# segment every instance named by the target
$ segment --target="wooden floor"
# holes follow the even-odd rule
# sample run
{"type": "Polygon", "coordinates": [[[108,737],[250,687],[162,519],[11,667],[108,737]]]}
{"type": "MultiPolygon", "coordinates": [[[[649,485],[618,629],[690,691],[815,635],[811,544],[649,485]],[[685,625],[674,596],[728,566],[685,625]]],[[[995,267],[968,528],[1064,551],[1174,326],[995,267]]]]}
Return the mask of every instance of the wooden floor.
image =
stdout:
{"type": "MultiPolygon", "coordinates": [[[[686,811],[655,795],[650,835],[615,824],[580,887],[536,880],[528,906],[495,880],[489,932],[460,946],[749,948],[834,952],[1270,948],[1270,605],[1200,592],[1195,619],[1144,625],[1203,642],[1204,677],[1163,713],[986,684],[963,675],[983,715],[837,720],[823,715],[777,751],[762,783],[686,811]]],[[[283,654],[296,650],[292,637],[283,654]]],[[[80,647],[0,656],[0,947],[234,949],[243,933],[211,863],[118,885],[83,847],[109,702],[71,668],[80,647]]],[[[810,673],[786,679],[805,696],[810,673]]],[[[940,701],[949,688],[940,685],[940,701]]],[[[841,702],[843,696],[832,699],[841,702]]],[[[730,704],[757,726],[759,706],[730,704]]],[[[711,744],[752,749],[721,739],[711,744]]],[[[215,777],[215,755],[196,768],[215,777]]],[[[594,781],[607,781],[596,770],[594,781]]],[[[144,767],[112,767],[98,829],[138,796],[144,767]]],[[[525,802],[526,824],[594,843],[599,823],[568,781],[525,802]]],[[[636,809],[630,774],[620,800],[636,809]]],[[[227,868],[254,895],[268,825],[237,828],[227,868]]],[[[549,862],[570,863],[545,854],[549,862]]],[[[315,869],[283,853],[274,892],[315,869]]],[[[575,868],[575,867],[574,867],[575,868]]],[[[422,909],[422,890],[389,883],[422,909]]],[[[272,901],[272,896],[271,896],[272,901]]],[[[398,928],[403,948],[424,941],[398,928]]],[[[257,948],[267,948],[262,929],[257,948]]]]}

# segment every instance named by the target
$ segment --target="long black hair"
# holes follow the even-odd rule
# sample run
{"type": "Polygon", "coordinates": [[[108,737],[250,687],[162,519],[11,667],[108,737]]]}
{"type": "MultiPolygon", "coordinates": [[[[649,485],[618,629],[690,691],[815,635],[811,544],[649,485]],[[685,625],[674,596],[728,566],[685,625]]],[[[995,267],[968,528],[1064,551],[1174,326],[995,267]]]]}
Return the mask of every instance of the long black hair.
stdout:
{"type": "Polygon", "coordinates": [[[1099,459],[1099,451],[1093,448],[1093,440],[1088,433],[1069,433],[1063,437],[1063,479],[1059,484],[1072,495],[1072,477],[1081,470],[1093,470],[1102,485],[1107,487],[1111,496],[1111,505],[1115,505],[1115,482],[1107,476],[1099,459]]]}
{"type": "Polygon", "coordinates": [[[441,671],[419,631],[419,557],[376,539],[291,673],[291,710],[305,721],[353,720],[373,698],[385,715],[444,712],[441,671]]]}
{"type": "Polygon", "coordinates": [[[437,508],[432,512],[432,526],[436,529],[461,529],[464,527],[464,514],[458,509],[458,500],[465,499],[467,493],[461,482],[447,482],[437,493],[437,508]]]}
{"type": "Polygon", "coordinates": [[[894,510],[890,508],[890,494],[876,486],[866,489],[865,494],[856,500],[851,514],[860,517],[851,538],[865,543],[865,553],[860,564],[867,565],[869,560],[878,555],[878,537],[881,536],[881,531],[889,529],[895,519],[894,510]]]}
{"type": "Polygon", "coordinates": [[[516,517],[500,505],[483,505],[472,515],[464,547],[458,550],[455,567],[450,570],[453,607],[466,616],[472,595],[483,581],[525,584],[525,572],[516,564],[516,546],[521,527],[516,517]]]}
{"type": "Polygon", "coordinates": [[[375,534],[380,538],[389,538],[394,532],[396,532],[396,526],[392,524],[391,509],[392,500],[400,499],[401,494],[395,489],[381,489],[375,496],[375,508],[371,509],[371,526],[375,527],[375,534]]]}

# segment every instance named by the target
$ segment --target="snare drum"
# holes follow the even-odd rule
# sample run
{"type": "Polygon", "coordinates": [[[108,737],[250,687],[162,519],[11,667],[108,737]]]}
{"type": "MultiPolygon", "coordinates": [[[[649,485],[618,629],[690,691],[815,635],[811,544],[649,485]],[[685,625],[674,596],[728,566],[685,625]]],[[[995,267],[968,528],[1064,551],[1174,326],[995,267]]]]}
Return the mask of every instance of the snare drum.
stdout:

......

Repeat each record exactly. Omit nothing.

Exercise result |
# segment every instance named by the target
$ segment --target="wooden floor"
# holes follow the even-odd rule
# sample run
{"type": "Polygon", "coordinates": [[[108,737],[250,687],[162,519],[11,667],[108,737]]]}
{"type": "MultiPolygon", "coordinates": [[[[649,485],[618,629],[690,691],[815,635],[811,544],[649,485]],[[685,625],[674,596],[728,566],[685,625]]],[[[995,267],[968,528],[1064,551],[1174,326],[995,267]]]]}
Return the mask of every instance of the wooden floor.
image =
stdout:
{"type": "MultiPolygon", "coordinates": [[[[686,811],[655,795],[650,835],[615,824],[580,887],[536,880],[528,906],[495,880],[489,932],[460,946],[749,948],[834,952],[1270,948],[1270,605],[1200,592],[1195,619],[1144,625],[1203,642],[1204,677],[1163,713],[986,684],[963,675],[983,715],[837,720],[823,715],[777,751],[762,783],[686,811]]],[[[283,654],[296,650],[292,637],[283,654]]],[[[80,647],[0,656],[0,947],[234,949],[243,933],[211,863],[118,885],[83,847],[109,702],[71,668],[80,647]]],[[[810,673],[786,679],[805,696],[810,673]]],[[[940,701],[949,688],[940,685],[940,701]]],[[[841,702],[843,696],[832,699],[841,702]]],[[[730,704],[757,726],[759,706],[730,704]]],[[[711,744],[752,749],[721,739],[711,744]]],[[[215,777],[215,755],[196,768],[215,777]]],[[[594,781],[607,781],[596,770],[594,781]]],[[[144,767],[112,767],[98,829],[138,796],[144,767]]],[[[525,802],[526,824],[594,843],[599,823],[568,781],[525,802]]],[[[636,809],[630,774],[620,800],[636,809]]],[[[227,868],[254,895],[268,825],[237,828],[227,868]]],[[[549,862],[570,863],[545,854],[549,862]]],[[[315,869],[283,853],[274,892],[315,869]]],[[[575,868],[575,867],[574,867],[575,868]]],[[[422,909],[422,890],[389,883],[422,909]]],[[[272,901],[272,896],[271,896],[272,901]]],[[[398,928],[403,948],[424,941],[398,928]]],[[[257,948],[267,948],[262,929],[257,948]]]]}

# segment every instance named by the target
$ segment --target="long black hair"
# holes follow the even-odd rule
# sample run
{"type": "Polygon", "coordinates": [[[108,737],[250,687],[162,519],[11,667],[108,737]]]}
{"type": "MultiPolygon", "coordinates": [[[[649,485],[618,629],[690,691],[815,635],[811,544],[649,485]],[[685,625],[674,596],[728,566],[685,625]]],[[[995,267],[968,528],[1064,551],[1174,326],[995,267]]]]}
Return the mask of every instance of the long black hair.
stdout:
{"type": "Polygon", "coordinates": [[[1099,459],[1099,451],[1093,448],[1093,440],[1088,433],[1069,433],[1063,437],[1063,479],[1059,484],[1072,495],[1072,477],[1081,470],[1093,470],[1102,485],[1107,487],[1111,496],[1111,505],[1115,505],[1115,482],[1107,476],[1099,459]]]}
{"type": "Polygon", "coordinates": [[[441,671],[419,631],[419,557],[376,539],[291,673],[291,710],[305,721],[353,720],[373,698],[385,715],[444,712],[441,671]]]}
{"type": "Polygon", "coordinates": [[[437,508],[432,512],[432,526],[436,529],[461,529],[464,527],[464,514],[458,509],[458,500],[465,499],[467,493],[461,482],[447,482],[437,493],[437,508]]]}
{"type": "Polygon", "coordinates": [[[894,510],[890,508],[890,494],[876,486],[866,489],[865,494],[856,500],[851,514],[860,517],[851,538],[865,543],[865,553],[860,564],[867,565],[869,560],[878,555],[878,537],[881,536],[881,531],[889,529],[895,519],[894,510]]]}
{"type": "Polygon", "coordinates": [[[516,517],[500,505],[483,505],[472,515],[464,547],[458,550],[455,567],[450,570],[453,607],[466,616],[472,595],[483,581],[525,584],[525,572],[516,564],[516,546],[521,527],[516,517]]]}
{"type": "Polygon", "coordinates": [[[375,534],[380,538],[389,538],[394,532],[396,532],[396,526],[392,524],[391,509],[392,500],[400,499],[401,494],[395,489],[381,489],[375,496],[375,508],[371,509],[371,526],[375,527],[375,534]]]}

# segment every instance named by the target
$ segment --target="snare drum"
# holes follow the even-odd rule
# sample run
{"type": "Polygon", "coordinates": [[[108,737],[250,687],[162,519],[11,667],[108,737]]]}
{"type": "MultiPolygon", "coordinates": [[[[649,485],[618,629],[690,691],[815,635],[811,544],[649,485]],[[685,625],[674,596],[728,566],[685,625]]],[[[995,267],[968,528],[1064,551],[1174,326],[995,267]]]]}
Return the mask of every instance of the snare drum.
stdout:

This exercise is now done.